- _Source text_:
[zeromq-dev] Fundamental question on ZMQ. How to determine message fail/success without HWM-arking?

Bruno D. Rodrigues bruno.rodrigues at litux.org
Fri Dec 6 18:17:17 CET 2013


socket.send() depends on the socket type. If it’s a drop socket (router, pub) it will drop the message. If it’s one of the others, it will queue the message.

On Dec 6, 2013, at 16:15, artemv zmq <artemv.zmq at gmail.com> wrote:

> Thanks Justin.
> 
> But still following points remain unanswered: 
> - why socket.send() returns "true"  when sending to unexisting peer (socket.hwm=0) ? 
> - why poller.pollout()  returns "true"  (socket registered on POLLOUT) when polling socket which is connected  to unexisting peer ?
> 
> For the first case: either prohibit 0 as an argument value or please bring a light on expected behaviour. For second -- such "polling" looks strange, isn't?
> 
> 
> BR
> -artemv
> 
> 
> 
> 
> 2013/12/6 Justin Cook <jhcook at gmail.com>
> Artem,
> 
> The “high-water mark” is simply used to prevent memory exhaustion:
> 
> "It has ways of dealing with over-full queues (called "high water mark"). When a queue is full, ØMQ automatically blocks senders, or throws away messages, depending on the kind of messaging you are doing (the so-called "pattern”).”
> 
> It has nothing to do with with specific peers.  What you are doing is setting the HWM to a low number and then hoping for a send() to block — not return false — if the queue is exhausted. You then assume that a peer is down if you were to block. Given that the behaviour differs based on the messaging pattern you are using, you will need to setup a test case.
> 
> If I were you, I would abandon this idea and investigate what Pieter said @1311. Sequence numbering and NACKs is what I would look at.
> 
> Once you have done that, feel free to generate a test case and share with us on the list.
> 
> --
> Justin Cook
> 
> 
> On Friday, 6 December 2013 at 13:59, artemv zmq wrote:
> 
> > Thanks Pieter. All this sounds new to me ... :|
> >
> > But if we return to HWM question -- when I set hwm=0 and sending to unexistent peer, then every .send() call return me "true". Is not this an issue in ZMQ core?

- _Actions to take_:
• 1. In the ZeroMQ thread, rewrite the paragraph beginning "It has nothing to do with" as a short bulleted list that keeps its main facts.
• 2. Write the next part of the ZeroMQ thread, picking up right after its final line.

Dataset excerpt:
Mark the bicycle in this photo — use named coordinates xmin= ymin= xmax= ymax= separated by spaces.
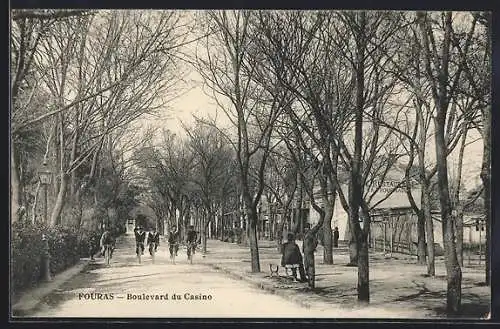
xmin=149 ymin=242 xmax=157 ymax=264
xmin=169 ymin=243 xmax=179 ymax=264
xmin=104 ymin=244 xmax=112 ymax=265
xmin=187 ymin=242 xmax=196 ymax=264
xmin=135 ymin=242 xmax=144 ymax=264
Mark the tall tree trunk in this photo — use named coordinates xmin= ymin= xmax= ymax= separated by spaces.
xmin=50 ymin=172 xmax=68 ymax=226
xmin=247 ymin=206 xmax=260 ymax=273
xmin=323 ymin=213 xmax=333 ymax=265
xmin=435 ymin=105 xmax=462 ymax=314
xmin=276 ymin=208 xmax=290 ymax=252
xmin=10 ymin=141 xmax=21 ymax=223
xmin=349 ymin=11 xmax=370 ymax=302
xmin=347 ymin=215 xmax=359 ymax=266
xmin=481 ymin=107 xmax=491 ymax=285
xmin=481 ymin=13 xmax=493 ymax=286
xmin=416 ymin=210 xmax=426 ymax=265
xmin=358 ymin=230 xmax=370 ymax=302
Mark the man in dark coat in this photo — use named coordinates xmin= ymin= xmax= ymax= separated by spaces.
xmin=333 ymin=226 xmax=339 ymax=248
xmin=281 ymin=233 xmax=306 ymax=282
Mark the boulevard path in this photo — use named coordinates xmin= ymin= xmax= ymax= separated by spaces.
xmin=25 ymin=235 xmax=334 ymax=318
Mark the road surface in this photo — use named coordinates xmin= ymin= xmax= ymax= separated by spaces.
xmin=28 ymin=236 xmax=338 ymax=318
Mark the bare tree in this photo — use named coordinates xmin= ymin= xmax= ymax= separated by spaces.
xmin=197 ymin=11 xmax=286 ymax=272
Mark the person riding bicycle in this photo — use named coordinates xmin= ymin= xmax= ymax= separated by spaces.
xmin=99 ymin=229 xmax=115 ymax=258
xmin=134 ymin=225 xmax=146 ymax=255
xmin=148 ymin=228 xmax=160 ymax=256
xmin=168 ymin=228 xmax=179 ymax=256
xmin=186 ymin=225 xmax=198 ymax=254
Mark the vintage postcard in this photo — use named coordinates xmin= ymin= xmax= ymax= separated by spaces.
xmin=10 ymin=9 xmax=492 ymax=320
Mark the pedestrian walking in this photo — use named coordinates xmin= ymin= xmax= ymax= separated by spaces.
xmin=281 ymin=233 xmax=306 ymax=282
xmin=333 ymin=226 xmax=339 ymax=248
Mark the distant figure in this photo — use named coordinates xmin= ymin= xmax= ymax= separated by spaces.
xmin=168 ymin=227 xmax=179 ymax=258
xmin=302 ymin=229 xmax=318 ymax=288
xmin=134 ymin=225 xmax=146 ymax=255
xmin=281 ymin=233 xmax=306 ymax=282
xmin=333 ymin=226 xmax=339 ymax=248
xmin=148 ymin=228 xmax=160 ymax=256
xmin=99 ymin=228 xmax=115 ymax=258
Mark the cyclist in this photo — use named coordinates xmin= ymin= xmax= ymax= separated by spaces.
xmin=99 ymin=228 xmax=115 ymax=258
xmin=135 ymin=225 xmax=146 ymax=255
xmin=186 ymin=225 xmax=198 ymax=258
xmin=148 ymin=228 xmax=160 ymax=256
xmin=168 ymin=228 xmax=179 ymax=257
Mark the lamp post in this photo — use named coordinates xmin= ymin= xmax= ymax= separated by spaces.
xmin=38 ymin=160 xmax=52 ymax=281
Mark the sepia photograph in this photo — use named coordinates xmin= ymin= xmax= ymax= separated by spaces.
xmin=9 ymin=9 xmax=492 ymax=321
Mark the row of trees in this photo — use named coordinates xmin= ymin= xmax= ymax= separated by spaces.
xmin=10 ymin=10 xmax=188 ymax=230
xmin=183 ymin=11 xmax=491 ymax=313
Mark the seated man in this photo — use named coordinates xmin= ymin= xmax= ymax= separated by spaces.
xmin=168 ymin=228 xmax=179 ymax=257
xmin=135 ymin=225 xmax=146 ymax=255
xmin=99 ymin=229 xmax=115 ymax=258
xmin=302 ymin=228 xmax=318 ymax=288
xmin=281 ymin=233 xmax=306 ymax=282
xmin=186 ymin=225 xmax=198 ymax=258
xmin=148 ymin=228 xmax=160 ymax=256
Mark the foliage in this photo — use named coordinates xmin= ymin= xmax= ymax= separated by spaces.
xmin=10 ymin=221 xmax=100 ymax=293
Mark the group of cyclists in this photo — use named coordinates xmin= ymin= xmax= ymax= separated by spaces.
xmin=99 ymin=225 xmax=198 ymax=260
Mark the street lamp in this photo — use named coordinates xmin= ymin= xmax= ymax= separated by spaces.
xmin=38 ymin=160 xmax=52 ymax=281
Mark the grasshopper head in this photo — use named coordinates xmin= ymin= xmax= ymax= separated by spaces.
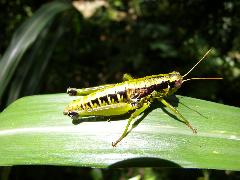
xmin=63 ymin=100 xmax=79 ymax=119
xmin=168 ymin=71 xmax=183 ymax=95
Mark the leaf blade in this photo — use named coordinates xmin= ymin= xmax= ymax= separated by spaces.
xmin=0 ymin=94 xmax=240 ymax=170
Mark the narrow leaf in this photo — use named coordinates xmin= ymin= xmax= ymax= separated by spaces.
xmin=0 ymin=1 xmax=70 ymax=98
xmin=0 ymin=94 xmax=240 ymax=170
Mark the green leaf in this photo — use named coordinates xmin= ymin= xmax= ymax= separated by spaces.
xmin=0 ymin=1 xmax=71 ymax=98
xmin=0 ymin=94 xmax=240 ymax=170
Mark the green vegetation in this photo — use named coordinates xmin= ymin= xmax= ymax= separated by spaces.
xmin=0 ymin=0 xmax=240 ymax=179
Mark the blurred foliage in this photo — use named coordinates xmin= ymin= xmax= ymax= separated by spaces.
xmin=0 ymin=0 xmax=240 ymax=179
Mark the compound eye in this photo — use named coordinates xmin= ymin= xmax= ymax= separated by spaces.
xmin=68 ymin=111 xmax=79 ymax=119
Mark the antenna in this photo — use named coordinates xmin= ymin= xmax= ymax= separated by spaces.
xmin=182 ymin=49 xmax=223 ymax=82
xmin=183 ymin=49 xmax=212 ymax=77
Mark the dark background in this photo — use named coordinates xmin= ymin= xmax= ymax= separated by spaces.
xmin=0 ymin=0 xmax=240 ymax=179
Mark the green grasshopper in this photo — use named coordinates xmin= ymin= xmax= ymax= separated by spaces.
xmin=64 ymin=50 xmax=222 ymax=146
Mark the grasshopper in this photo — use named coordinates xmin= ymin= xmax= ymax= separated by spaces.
xmin=63 ymin=49 xmax=222 ymax=147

- _Written responses_:
• 1.
- The high-water mark has nothing to do with specific peers.
- The approach being described sets the HWM to a low number and hopes send() will block, rather than return false, when the queue is exhausted.
- Blocking is then taken to mean that a peer is down.
- Behavior differs with the messaging pattern in use, so a test case needs to be set up.

• 2.
> >
> >
> > BR
> > -artemv
> >
> >
> >
> > 2013/12/6 Pieter Hintjens <ph at imatix.com (mailto:ph at imatix.com)>
> > > You should probably think about a mix of sequence numbering, credit
> > > based flow control and negative acks that flow asynchronously against
> > > the message flow. You can then send without waiting, ensure you never
> > > overrun buffers, and catch errors if they happen.
> > >
> > > On Fri, Dec 6, 2013 at 2:02 PM, artemv zmq <artemv.zmq at gmail.com (mailto:artemv.zmq at gmail.com)> wrote:
> > > > 2Matt:
> > > >
> > > > > > Sending a message may take some time (connection latency, etc) so how
> > > > > > long do you think it will take to send the message before you assume it has
> > > > > > been sent or not?
> > > > >
> > > >
> > > > Sure thing -- I can go with some reasonable timeout specified via
> > > > properties/cmdline. Not a problem.
> > > >
> > > > > > If you want send() to return false
> > > > The only way I found ZMQ can give me false on .send() -- is to set hwm=1
> > > > and send two messages everytime:
> > > >
> > > > --send_dummy_scout_msg-->
> > > > --send_bet_msg-->
> > > > --send_dummy_scout_msg-->
> > > > -- X
> > > >
> > > > Got idea? If "dummy_scout" stucked in a queue, then "bet_msg" will not be
> > > > sent , so .send() will return me "false". Pretty stupid... Not sure I can
> > > > seriously explain this to chief architects :) Is there other way?
> > > >
> > > >
> > > >
> > > > 2013/12/6 Diego Duclos <diego.duclos at palmstonegames.com (mailto:diego.duclos at palmstonegames.com)>
> > > > >
> > > > > If ALL you need is to know is "has message left NIC on sending process or
> > > > > not", there is a socket option for that. It's called ZMQ_ROUTER_MANDATORY.
> > > > >
> > > > >
> > > > > On Fri, Dec 6, 2013 at 1:07 PM, Matt Connolly <matt.connolly at me.com (mailto:matt.connolly at me.com)>
> > > > > wrote:
> > > > > >
> > > > > > Could you use the socket monitoring to check the connected state of the
> > > > > > dealer socket?
> > > > > >
> > > > > > Sending a message may take some time (connection latency, etc) so how
> > > > > > long do you think it will take to send the message before you assume it has
> > > > > > been sent or not?
> > > > > >
> > > > > > If you want send() to return false, you would need it to be a blocking
> > > > > > synchronous call which against the idea of queuing messages to be sent (as
> > > > > > far as I understand)
> > > > > >
> > > > > > Good luck
> > > > > >
> > > > > > Cheers,
> > > > > > Matt.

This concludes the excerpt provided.